__EXTRACTED ENTRIES__:
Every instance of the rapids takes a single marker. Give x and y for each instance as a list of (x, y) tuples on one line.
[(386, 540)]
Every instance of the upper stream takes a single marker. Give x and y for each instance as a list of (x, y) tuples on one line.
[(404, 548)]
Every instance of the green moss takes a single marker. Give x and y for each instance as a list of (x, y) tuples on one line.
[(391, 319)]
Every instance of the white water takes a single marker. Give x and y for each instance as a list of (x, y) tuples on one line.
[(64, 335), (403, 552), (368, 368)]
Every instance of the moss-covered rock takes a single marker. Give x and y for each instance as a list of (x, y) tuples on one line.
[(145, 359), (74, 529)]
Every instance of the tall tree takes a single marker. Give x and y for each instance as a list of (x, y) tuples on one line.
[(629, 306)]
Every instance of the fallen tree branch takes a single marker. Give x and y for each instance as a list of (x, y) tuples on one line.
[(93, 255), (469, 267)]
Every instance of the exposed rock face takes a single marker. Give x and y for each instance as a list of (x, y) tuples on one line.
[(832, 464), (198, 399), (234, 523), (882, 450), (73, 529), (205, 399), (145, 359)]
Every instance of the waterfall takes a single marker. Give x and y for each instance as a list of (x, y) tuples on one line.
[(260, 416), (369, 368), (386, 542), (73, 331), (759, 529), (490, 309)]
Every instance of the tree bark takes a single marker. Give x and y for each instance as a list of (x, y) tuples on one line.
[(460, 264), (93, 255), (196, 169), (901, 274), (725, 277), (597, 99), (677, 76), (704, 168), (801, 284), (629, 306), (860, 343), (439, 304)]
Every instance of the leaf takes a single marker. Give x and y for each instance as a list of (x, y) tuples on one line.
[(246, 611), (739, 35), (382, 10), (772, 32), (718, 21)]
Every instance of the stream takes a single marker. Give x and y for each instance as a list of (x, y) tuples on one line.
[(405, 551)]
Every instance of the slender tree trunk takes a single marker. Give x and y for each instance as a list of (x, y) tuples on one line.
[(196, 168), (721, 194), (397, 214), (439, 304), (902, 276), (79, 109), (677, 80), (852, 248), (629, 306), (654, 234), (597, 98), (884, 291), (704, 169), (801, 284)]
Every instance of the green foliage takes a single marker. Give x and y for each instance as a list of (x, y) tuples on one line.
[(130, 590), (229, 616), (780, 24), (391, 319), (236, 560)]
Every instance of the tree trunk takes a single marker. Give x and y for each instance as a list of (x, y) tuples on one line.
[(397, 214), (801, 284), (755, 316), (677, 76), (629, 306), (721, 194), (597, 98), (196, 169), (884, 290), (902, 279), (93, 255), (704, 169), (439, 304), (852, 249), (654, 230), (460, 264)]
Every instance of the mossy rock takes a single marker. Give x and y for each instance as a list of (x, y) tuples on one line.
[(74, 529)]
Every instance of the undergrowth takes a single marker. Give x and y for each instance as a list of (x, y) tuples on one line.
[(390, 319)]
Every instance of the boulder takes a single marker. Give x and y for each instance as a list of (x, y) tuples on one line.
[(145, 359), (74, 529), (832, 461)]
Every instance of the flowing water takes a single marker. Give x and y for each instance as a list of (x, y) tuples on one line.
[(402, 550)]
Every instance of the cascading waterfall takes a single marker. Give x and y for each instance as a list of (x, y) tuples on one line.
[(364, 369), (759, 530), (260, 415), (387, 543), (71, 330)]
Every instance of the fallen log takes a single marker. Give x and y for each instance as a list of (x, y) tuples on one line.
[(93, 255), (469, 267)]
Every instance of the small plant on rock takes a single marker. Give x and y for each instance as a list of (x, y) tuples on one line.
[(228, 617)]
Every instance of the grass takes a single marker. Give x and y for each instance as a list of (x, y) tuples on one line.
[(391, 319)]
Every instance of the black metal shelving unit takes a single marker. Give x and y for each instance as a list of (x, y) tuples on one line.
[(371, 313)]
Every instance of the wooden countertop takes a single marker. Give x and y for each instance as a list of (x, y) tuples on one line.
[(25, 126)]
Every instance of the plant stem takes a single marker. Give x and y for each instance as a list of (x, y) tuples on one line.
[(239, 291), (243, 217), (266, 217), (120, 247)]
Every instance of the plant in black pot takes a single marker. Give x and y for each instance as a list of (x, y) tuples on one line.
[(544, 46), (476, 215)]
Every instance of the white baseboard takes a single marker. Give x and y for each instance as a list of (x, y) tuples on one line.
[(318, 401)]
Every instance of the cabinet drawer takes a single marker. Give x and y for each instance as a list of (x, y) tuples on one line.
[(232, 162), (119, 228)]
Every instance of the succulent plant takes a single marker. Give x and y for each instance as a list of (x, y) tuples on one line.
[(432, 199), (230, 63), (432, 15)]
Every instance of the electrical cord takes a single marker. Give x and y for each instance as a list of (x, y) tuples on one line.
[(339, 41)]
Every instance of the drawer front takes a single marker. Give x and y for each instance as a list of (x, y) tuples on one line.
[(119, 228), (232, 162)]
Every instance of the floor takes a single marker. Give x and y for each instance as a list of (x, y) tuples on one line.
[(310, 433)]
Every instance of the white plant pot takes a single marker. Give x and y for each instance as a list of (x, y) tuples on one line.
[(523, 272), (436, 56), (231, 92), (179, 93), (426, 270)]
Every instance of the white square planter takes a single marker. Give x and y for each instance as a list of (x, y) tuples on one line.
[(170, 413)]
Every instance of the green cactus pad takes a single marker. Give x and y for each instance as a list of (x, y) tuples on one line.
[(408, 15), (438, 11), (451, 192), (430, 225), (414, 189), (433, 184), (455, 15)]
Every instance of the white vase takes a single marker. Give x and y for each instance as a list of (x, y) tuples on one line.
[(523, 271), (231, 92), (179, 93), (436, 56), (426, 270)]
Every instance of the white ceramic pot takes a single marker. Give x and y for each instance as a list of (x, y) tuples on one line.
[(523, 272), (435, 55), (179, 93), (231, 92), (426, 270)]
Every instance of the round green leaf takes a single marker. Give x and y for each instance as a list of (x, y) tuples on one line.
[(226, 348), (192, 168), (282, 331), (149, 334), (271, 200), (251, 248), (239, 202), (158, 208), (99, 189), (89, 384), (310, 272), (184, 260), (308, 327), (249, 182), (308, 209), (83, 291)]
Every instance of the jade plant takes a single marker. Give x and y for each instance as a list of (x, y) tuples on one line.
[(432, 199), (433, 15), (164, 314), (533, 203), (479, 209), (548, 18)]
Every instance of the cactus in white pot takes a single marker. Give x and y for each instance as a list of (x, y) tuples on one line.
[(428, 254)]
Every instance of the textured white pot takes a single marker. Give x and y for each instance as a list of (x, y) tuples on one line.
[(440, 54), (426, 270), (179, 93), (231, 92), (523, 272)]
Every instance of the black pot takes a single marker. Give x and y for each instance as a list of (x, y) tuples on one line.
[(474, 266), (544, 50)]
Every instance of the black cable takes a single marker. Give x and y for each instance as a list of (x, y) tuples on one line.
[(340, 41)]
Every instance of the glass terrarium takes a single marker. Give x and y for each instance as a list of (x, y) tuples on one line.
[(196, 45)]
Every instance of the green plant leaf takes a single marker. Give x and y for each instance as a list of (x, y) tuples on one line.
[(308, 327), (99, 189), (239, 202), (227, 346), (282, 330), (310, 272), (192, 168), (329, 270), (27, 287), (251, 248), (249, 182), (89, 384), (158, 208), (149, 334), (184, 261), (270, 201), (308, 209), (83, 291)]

__REQUIREMENT__: Repeat back the listing above exactly, including every line.

__RESULT OF THIS EXERCISE__:
Every instance of the rapids takes a single marker. Give x and y for each instance as a list of (x, y) tuples on one line.
[(386, 540)]
Every instance of the upper stream takes a single marker. Give x and y for each instance as a list of (x, y) tuples on one line.
[(404, 548)]
Every instance of the green moss takes a single marker. Give x and y for each instance as a list of (x, y) tuples on one line.
[(391, 319)]
Every instance of the white water takes a single marker. Give x and y for each instance as a list of (x, y) tuples on one line.
[(64, 335), (403, 552), (368, 368)]
Every instance of the moss-covered rock takes a single marker. Give x and y for each instance as a list of (x, y) tuples on one line.
[(145, 359), (74, 529)]
Every instance of the tall tree takes a single marker. Give x and y for each instance as a list of (x, y) tuples on one line.
[(629, 306)]
Every instance of the fallen tree branch takes a single marker. Give x and y for each instance as a list of (x, y) tuples on one line.
[(93, 255), (469, 267)]
Every instance of the exposed rock face takes a single marker. Give x and y for each instance as a list of (x, y) tuples on one line.
[(832, 464), (198, 399), (234, 523), (882, 450), (73, 529), (205, 399), (145, 359)]
Every instance of the waterfall takes a single marker. Give x and y for each instance as a list of (x, y) tuples on one line.
[(260, 416), (369, 368), (386, 542), (73, 331), (759, 529), (490, 309)]
Every instance of the tree bark takes a single marker. Give x and y for each instance as a list of (x, y) tuples on one line.
[(460, 264), (93, 255), (196, 169), (901, 274), (725, 277), (597, 99), (677, 76), (704, 168), (801, 284), (629, 306), (860, 343), (439, 304)]
Every instance of the leaf takes a single marker. Give x and y for each instance as a list of (x, y) tuples on one line.
[(246, 611), (739, 35), (382, 10), (772, 32), (718, 21)]
Every instance of the stream takes a single marker. Give x and y for each instance as a list of (x, y) tuples on one line.
[(405, 551)]
Every instance of the slender tree trunk takes a single marker. Give x and y for each instance as a list of (x, y) tuples on one line.
[(196, 168), (721, 194), (397, 214), (439, 304), (902, 276), (79, 109), (677, 80), (852, 248), (629, 306), (654, 234), (597, 98), (884, 291), (704, 169), (801, 284)]
Every instance of the green foliage takes a single marker. Give x and y for each instance as a list of (x, y) tuples on one line.
[(130, 590), (229, 616), (780, 24), (391, 319), (236, 560)]
Every instance of the tree trunk takes a single marker. Give x and y for each instance as a list of (x, y) tuples on one line.
[(397, 214), (801, 284), (755, 316), (677, 76), (629, 306), (721, 194), (597, 98), (196, 169), (884, 290), (902, 279), (93, 255), (704, 169), (439, 304), (852, 249), (654, 230), (460, 264)]
Every instance of the mossy rock takes a single marker. Give x and y for each instance as a list of (x, y) tuples on one line.
[(74, 529)]
Every instance of the undergrowth takes a single marker. Give x and y for each instance as a list of (x, y) tuples on one line.
[(390, 319)]
Every instance of the boulder takes a single marker. Give x and y for each instance as a list of (x, y) tuples on one line.
[(145, 359), (74, 529), (832, 461)]
Every instance of the flowing water takes a single marker. Give x and y for each instance as a list of (x, y) tuples on one line.
[(402, 550)]
Every instance of the cascading waterfall takes a single marker. Give x and y for each instance as a list of (x, y) tuples on one line.
[(364, 369), (759, 530), (260, 415), (387, 543), (71, 330)]
Every instance of the fallen log takes a single marker. Give x and y for each instance as a list of (x, y) tuples on one line.
[(93, 255), (469, 267)]
Every instance of the small plant on rock takes a single marker. Give x and y for each instance as a list of (x, y) tuples on one line.
[(228, 617)]
Every instance of the grass takes a single marker. Give x and y for each instance as a list of (x, y) tuples on one line.
[(391, 319)]
Every instance of the black metal shelving unit takes a single marker. Give x and y for each instance as a list of (x, y) tuples on one line.
[(371, 313)]
Every instance of the wooden countertop takes a single marker. Give x and y for each instance as a list of (x, y) tuples on one line.
[(25, 126)]
Every instance of the plant stem takes a single marker. Give x and y for each instance as a list of (x, y) tuples on one line.
[(239, 291), (243, 217), (266, 217), (120, 247)]
Every instance of the plant in black pot takes a single marker. Give x and y for each instance as a list of (x, y) tuples on one line.
[(544, 46), (476, 215)]
Every instance of the white baseboard takes a single marker. Give x and y for each instance as a list of (x, y) tuples on one line.
[(318, 401)]
Every instance of the cabinet drawer takes a single marker. Give x and y for each instance as a list of (x, y) tuples on one line.
[(232, 162), (119, 228)]
Every instance of the succulent plant takes a single marker. Give x and y for each instance as a list of (x, y) tuples on one line.
[(432, 199), (230, 63), (432, 15)]
Every instance of the electrical cord takes a single marker. Give x and y for each instance as a list of (x, y) tuples on one line.
[(339, 41)]
Every instance of the drawer front takes a single marker. Give x and y for each instance as a list of (x, y) tuples on one line.
[(119, 228), (232, 162)]
Every instance of the floor takes a single marker. Give x and y for each instance as a list of (x, y) tuples on one line.
[(310, 433)]
Every instance of the white plant pot takes a single marker. Give x and y for each instance as a list of (x, y) tuples on one line.
[(523, 272), (436, 56), (231, 92), (179, 93), (426, 270)]
Every instance of the white square planter takes a single marker. Give x and y for each instance as a list of (x, y) tuples on one line.
[(170, 413)]
Every instance of the green cactus pad takes a single marker. Give x and y for each instance as a list of (x, y) tuples on one line.
[(408, 15), (438, 11), (451, 192), (430, 225), (414, 189), (433, 184), (455, 15)]
Every instance of the white vase takes a single marker. Give x and y for each instance as a list of (x, y) tuples on one line.
[(523, 271), (231, 92), (179, 93), (436, 56), (426, 270)]
Every instance of the white ceramic pot takes a single marker. Give x and y for each instance as a list of (x, y) tuples on one line.
[(523, 272), (435, 55), (179, 93), (231, 92), (426, 270)]
Every instance of the round green leaf takes a single marker. Give x and y for each instance as a list of (x, y) tuples on one line.
[(226, 348), (192, 168), (282, 331), (149, 334), (271, 200), (251, 248), (239, 202), (158, 208), (99, 189), (89, 384), (310, 272), (184, 260), (308, 327), (249, 182), (308, 209), (83, 291)]
Every instance of the jade plant takes a single marker. Give x and y for each instance as a list of (x, y) tuples on one line.
[(432, 199), (433, 15), (164, 314), (533, 203), (479, 209), (548, 18)]
Every instance of the cactus in white pot takes a single marker. Give x and y for each instance as a list of (x, y) tuples on one line.
[(428, 254)]
Every instance of the textured white pot takes a single marker. Give x and y for each instance as a list of (x, y) tuples on one line.
[(440, 54), (426, 270), (179, 93), (231, 92), (523, 272)]
Every instance of the black pot takes a single marker. Give x and y for each instance as a list of (x, y) tuples on one line.
[(474, 266), (544, 50)]
Every instance of the black cable takes a single marker. Give x and y for each instance as a list of (x, y) tuples on one line.
[(340, 41)]
Every instance of the glass terrarium takes a single marker. Give x and y for each instance as a list of (x, y) tuples on one line.
[(196, 45)]
Every instance of the green plant leaf takes a single marker. Give x and y for each instance as a list of (x, y) tuples on one line.
[(308, 327), (99, 189), (239, 202), (227, 346), (282, 330), (310, 272), (192, 168), (329, 270), (27, 287), (251, 248), (249, 182), (89, 384), (158, 208), (149, 334), (184, 261), (270, 201), (308, 209), (83, 291)]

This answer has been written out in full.